* BEGIN DATA PROVIDED *

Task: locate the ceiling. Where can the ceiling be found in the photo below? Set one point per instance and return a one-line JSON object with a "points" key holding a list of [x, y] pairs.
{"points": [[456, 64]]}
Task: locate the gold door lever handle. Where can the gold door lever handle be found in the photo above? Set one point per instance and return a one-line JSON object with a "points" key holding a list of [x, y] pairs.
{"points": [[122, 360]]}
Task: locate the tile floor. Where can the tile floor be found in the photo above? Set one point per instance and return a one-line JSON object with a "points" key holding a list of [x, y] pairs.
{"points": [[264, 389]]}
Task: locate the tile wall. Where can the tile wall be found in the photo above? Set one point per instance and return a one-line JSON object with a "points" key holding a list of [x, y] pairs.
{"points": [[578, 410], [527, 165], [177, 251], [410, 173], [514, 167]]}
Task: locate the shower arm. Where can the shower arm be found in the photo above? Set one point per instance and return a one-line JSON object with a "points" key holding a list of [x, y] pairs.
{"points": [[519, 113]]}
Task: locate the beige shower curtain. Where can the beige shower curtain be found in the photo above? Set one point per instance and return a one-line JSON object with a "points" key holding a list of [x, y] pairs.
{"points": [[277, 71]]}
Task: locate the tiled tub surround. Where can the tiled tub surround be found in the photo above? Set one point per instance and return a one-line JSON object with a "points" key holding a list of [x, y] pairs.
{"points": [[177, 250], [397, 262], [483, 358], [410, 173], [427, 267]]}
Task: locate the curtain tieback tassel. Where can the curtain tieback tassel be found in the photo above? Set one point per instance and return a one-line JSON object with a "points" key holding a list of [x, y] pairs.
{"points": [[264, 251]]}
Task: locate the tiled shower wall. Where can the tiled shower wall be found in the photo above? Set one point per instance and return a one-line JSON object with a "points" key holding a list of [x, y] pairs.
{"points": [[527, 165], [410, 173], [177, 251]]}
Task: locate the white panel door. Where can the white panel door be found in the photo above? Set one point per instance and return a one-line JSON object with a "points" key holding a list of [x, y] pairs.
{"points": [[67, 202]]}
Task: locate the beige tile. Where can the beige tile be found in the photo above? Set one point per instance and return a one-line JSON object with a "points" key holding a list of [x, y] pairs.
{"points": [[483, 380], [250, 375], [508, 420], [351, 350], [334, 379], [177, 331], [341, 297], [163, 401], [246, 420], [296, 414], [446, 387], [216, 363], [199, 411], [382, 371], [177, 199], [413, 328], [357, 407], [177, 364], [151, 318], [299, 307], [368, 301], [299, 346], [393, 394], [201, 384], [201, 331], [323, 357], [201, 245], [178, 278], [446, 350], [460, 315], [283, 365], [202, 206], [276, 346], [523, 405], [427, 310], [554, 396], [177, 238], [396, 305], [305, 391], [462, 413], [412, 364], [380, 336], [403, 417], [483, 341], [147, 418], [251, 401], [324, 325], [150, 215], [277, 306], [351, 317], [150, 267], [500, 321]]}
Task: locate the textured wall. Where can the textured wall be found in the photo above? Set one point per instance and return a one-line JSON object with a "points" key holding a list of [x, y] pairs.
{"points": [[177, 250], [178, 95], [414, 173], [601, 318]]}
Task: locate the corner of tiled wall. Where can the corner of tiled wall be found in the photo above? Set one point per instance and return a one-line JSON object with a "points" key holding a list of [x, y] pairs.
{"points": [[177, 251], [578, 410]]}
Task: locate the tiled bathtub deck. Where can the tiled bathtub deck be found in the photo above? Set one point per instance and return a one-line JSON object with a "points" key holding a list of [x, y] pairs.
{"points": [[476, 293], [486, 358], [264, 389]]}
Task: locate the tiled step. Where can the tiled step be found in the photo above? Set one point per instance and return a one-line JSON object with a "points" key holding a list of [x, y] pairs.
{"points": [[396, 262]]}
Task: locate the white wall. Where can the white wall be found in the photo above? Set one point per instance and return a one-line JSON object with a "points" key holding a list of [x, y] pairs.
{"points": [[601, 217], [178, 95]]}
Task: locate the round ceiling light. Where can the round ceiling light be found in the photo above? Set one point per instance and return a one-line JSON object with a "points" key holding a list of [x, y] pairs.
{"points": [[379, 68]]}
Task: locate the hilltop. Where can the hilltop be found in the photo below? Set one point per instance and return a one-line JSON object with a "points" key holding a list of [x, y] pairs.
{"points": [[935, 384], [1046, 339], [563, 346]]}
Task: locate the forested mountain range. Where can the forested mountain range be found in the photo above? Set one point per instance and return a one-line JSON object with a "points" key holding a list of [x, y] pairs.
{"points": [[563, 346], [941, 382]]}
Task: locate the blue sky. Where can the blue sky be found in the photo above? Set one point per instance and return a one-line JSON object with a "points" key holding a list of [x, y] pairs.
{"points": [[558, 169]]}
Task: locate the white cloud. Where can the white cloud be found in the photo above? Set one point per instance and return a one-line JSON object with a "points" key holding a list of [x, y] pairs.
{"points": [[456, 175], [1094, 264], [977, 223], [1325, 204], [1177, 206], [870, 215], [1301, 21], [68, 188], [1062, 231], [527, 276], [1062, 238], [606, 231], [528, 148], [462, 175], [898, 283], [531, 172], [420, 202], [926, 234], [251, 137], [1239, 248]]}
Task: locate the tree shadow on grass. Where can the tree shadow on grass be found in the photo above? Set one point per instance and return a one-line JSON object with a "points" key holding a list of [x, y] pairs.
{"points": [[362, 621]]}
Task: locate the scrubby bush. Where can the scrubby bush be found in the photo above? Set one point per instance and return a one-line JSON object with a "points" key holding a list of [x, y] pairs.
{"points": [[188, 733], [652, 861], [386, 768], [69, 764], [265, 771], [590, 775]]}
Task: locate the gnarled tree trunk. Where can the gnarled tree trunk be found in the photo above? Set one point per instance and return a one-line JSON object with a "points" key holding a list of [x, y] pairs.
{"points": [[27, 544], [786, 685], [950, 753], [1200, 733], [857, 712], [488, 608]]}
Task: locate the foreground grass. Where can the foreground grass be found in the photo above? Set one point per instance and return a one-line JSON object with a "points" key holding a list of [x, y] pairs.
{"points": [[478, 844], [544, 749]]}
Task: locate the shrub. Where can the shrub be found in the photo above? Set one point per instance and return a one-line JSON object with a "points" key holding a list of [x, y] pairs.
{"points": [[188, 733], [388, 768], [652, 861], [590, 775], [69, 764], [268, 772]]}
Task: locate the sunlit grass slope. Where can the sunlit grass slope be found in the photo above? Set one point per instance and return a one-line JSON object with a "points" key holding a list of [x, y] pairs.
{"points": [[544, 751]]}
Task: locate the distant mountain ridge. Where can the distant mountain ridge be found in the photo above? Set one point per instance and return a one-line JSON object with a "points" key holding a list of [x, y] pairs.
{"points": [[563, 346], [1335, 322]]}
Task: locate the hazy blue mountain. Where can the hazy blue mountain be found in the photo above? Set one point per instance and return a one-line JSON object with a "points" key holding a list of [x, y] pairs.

* END DATA PROVIDED *

WHAT YOU NEED TO DO >>
Put the lines above into a numbered list, leaving out any blank lines.

WORKED ANSWER >>
1. Task: locate the ceiling. Where can the ceiling be found in the photo below? Set one point per instance and return a one-line JSON object with a "points" key holding a list of [x, y] pairs.
2. {"points": [[456, 64]]}
3. Task: locate the gold door lever handle. Where can the gold door lever handle be found in the photo above? Set one point per instance and return a one-line JSON object with a "points" key holding a list of [x, y] pairs.
4. {"points": [[122, 360]]}
5. Task: locate the tile floor. Where can the tile floor be found in the photo above? Set one point per instance and return a one-line JSON object with a "points" key holding a list of [x, y] pairs.
6. {"points": [[264, 389]]}
7. Task: locate the tile wall. Where can the tile wall be found in the photo above? Set one point per instance and return a one-line JSON object with a "points" key holding a list of [x, y] pairs.
8. {"points": [[578, 410], [527, 165], [177, 251], [410, 173], [514, 167]]}
9. Task: locate the shower arm. Where can the shower arm be found in the photo above? Set one point per instance and return a one-line JSON object with a "points" key holding a list of [x, y] pairs.
10. {"points": [[519, 113]]}
11. Task: locate the beige shower curtain. Where can the beige shower curtain be found in the photo above? Set one point per instance and return a one-line JSON object with a "points" key holding a list of [x, y] pairs.
12. {"points": [[277, 71]]}
13. Task: locate the tiled tub surround. Where can the tiled tub surround be found in the photo above? Set one point per instance and return a one-line JSON object with a "points" key holding a list of [x, y] pairs.
14. {"points": [[177, 250], [397, 262], [483, 358], [410, 173], [427, 267]]}
15. Task: locate the curtain tieback tassel. Where can the curtain tieback tassel be found in the photo above? Set one point per instance and return a one-line JSON object with a "points" key holding a list of [x, y] pairs.
16. {"points": [[264, 251]]}
17. Task: locate the tiled shower wall. Where can the tiled shower wall be found in the photo above? Set one point per instance and return a one-line JSON object with a "points" key holding a list of [x, y] pairs.
18. {"points": [[527, 165], [410, 173], [177, 251]]}
19. Task: locate the white panel door. Where can the white panel door be found in the photo above? Set one point per instance and return a one-line JSON object with a "points" key holding a list of [x, y] pairs.
20. {"points": [[67, 202]]}
21. Task: locate the beige tile. Where can the beige tile be found in the photo above? Set one point per instance and return a one-line JSON object with a "points" key holding a list of [x, y] pairs.
22. {"points": [[483, 380], [250, 375], [508, 420], [351, 350], [334, 379], [177, 331], [341, 297], [163, 401], [246, 420], [296, 414], [446, 387], [216, 363], [199, 411], [382, 371], [177, 199], [413, 328], [357, 407], [177, 364], [151, 318], [299, 307], [368, 301], [299, 346], [393, 394], [201, 384], [201, 331], [323, 357], [201, 245], [178, 278], [446, 350], [460, 315], [283, 365], [202, 206], [276, 346], [523, 405], [427, 310], [554, 396], [177, 238], [396, 305], [305, 391], [462, 413], [412, 364], [380, 336], [403, 417], [483, 341], [147, 418], [251, 401], [324, 325], [150, 215], [277, 306], [351, 317], [150, 267], [500, 321]]}
23. Task: locate the textured wall. Where can the textured wall be found in the photo above? Set one point per instance and return a one-line JSON object with a "points" key holding a list of [x, y] pairs.
24. {"points": [[177, 250], [178, 95], [414, 173], [601, 318]]}
25. Task: locate the corner of tiled wall. Where can the corner of tiled wall be found in the photo above? Set one point per instance and return a one-line JSON object with a "points" key holding a list of [x, y] pairs.
26. {"points": [[177, 251], [578, 410]]}
27. Task: locate the tiled bathtub deck. Where can the tiled bathtub deck be found in the photo above? Set one point per instance and return a one-line JSON object with a "points" key holding a list of [x, y] pairs.
28. {"points": [[476, 293], [486, 358], [264, 389]]}
29. Task: locate the tiled step. Where can the tiled step be found in the photo above? Set one point per instance and return a one-line JSON object with a "points" key holding a list of [x, y] pairs.
30. {"points": [[396, 262]]}
31. Task: locate the white wall. Where can the white wall be found in the photo above? Set one point per instance and return a one-line JSON object with a "points" key holding a list of [x, y] pairs.
32. {"points": [[601, 217], [178, 95]]}
33. Task: locate the round ceiling light. Where can the round ceiling light be found in the photo above? Set one point per instance and return a one-line JSON object with a "points" key holding a list of [x, y] pairs.
34. {"points": [[379, 68]]}
35. Task: locate the hilltop. Where can the hilltop be found in the photo below? Set one point per instance and return a one-line JSON object with a "points" key holding a list of [x, y] pairs.
36. {"points": [[935, 384], [1046, 339], [563, 346]]}
37. Task: locate the forested mountain range. Where can the forested mountain range be found in the photo above? Set one point per instance and return a one-line JSON object with a "points" key holding a list of [x, y] pairs.
38. {"points": [[563, 346], [941, 382]]}
39. Task: locate the blue sky. Where can the blue sky be found in the photo above? Set one point per instance and return a one-line JSON object with a "points" key holding a list of [x, y] pairs.
40. {"points": [[558, 169]]}
41. Task: locate the white cloud. Where can the white cloud be found in the photo above? Set one point per instance and return a one-line JSON object with a "points" key holding a list of [x, y] pairs.
42. {"points": [[456, 175], [1094, 264], [977, 223], [1325, 204], [1177, 206], [870, 215], [1301, 21], [68, 188], [1062, 231], [527, 276], [1062, 238], [606, 231], [528, 148], [462, 175], [898, 283], [531, 172], [420, 202], [926, 234], [251, 137], [1239, 248]]}
43. Task: locate the tree shadow on grass. Where can the tree shadow on grass be found in the photo above? Set one point per instance and return a one-line JSON object with a "points" key holding a list of [x, y] pairs.
44. {"points": [[362, 621]]}
45. Task: locate the scrubby bush. Where can the scrubby bush be found in the photo above? Set one point per instance and return a one-line JSON object with a "points" key holding a list of [x, y] pairs.
46. {"points": [[188, 733], [652, 861], [386, 768], [69, 764], [265, 771], [590, 775]]}
47. Task: locate the gnarled tree trunk. Where can the gnarled tree trunk be found in the photo above? Set one point per instance and return a one-line JSON object with a "points" key holding a list of [x, y] pairs.
48. {"points": [[27, 544], [786, 685], [950, 753], [1200, 733], [857, 712], [488, 608]]}
49. Task: locate the foreground grass. Where can the foreground grass be found in the photo above? Set one point per instance and return a one-line JSON object with a "points" key holding a list of [x, y] pairs.
50. {"points": [[478, 844], [544, 749]]}
51. Task: locate the shrub. Where can the shrub be found in the photo above? Set one point per instance and return a one-line JSON object with a "points" key holding a list of [x, y] pairs.
52. {"points": [[188, 733], [388, 768], [652, 861], [590, 775], [69, 764], [268, 772]]}
53. Task: locate the sunlit grass slope. Where can the sunlit grass slope be found in the photo above? Set one point per instance and return a one-line JSON object with a "points" key holding a list of [x, y] pairs.
54. {"points": [[544, 751]]}
55. Task: locate the distant mountain ridge. Where can the distant mountain ridge be found in the photo above? Set one point per instance and return a one-line JSON object with a "points" key holding a list of [x, y] pairs.
56. {"points": [[563, 346], [1335, 322]]}
57. Task: locate the hazy blue mountain. Where can the hazy blue mountain be found in the photo above? Set one point per instance and return a one-line JSON object with a "points" key holding a list of [x, y] pairs.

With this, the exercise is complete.